In the text on the Scarber case, what were Kyle and Gail Scarber ordered to do?

* _Excerpted text_
__________________________________________________

Back in 2012, Spencer “Kyle” Scarber was the California Highway Patrol assistant chief in the Fresno area. When his son Spencer Scarber was on trial for rape, his father helped him escape to Mexico. The CHP boss served no prison time and now seeks to augment his $125,000 state pension under CalPERS.
In February of 2013, Fresno County Sheriff Margaret Mims announced “the arrest of Spencer Scarber, the 20-year-old convicted rapist who fled the United States prior to the end of his criminal trial.” Scarber was arrested in Mexico and also arrested were “his father, 49-year-old Sheldon Kyle Scarber, his mother, 51-year-old Gail Lynne Scarber of Squaw Valley, and his sister, 33-year-old Crystal Diane Reynoso, of Fresno.”
As Roberto Rodriguez of the Merced Sun-Star noted, the day Spencer was reported missing, Gail Scarber and Crystal Reynoso crossed the border. The fugitive Spencer Scarber “dyed his hair, grew a goatee, used fake identification,” and his parents, “lied to investigators, saying he’d been kidnapped.”
Kyle and Gail Scarber were ordered to perform 500 hours of community service and pay $10,000 in restitution to the state of California. Once they paid up and completed their community service “Kyle and Gail Scarber’s felony conviction was reduced to a misdemeanor and Reynoso’s conviction was dismissed.”

__________________________________________________

* _Supplied records_

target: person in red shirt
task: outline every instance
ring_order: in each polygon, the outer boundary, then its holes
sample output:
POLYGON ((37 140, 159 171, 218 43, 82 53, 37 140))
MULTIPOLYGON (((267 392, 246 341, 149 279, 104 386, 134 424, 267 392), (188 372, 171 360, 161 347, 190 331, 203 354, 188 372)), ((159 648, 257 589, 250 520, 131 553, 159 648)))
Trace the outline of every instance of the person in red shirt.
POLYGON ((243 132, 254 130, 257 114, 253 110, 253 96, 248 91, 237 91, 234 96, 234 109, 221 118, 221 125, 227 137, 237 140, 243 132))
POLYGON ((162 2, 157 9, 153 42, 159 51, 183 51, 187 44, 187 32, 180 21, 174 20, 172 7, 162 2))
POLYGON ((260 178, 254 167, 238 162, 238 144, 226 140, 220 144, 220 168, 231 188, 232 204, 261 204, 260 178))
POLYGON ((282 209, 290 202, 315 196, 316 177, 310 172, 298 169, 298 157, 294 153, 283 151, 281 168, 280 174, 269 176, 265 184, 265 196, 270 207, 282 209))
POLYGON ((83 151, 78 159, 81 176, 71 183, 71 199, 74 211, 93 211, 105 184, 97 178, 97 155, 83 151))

__________________________________________________

* _Exercise answer_
They were ordered to perform 500 hours of community service and pay $10,000 in restitution to the state of California.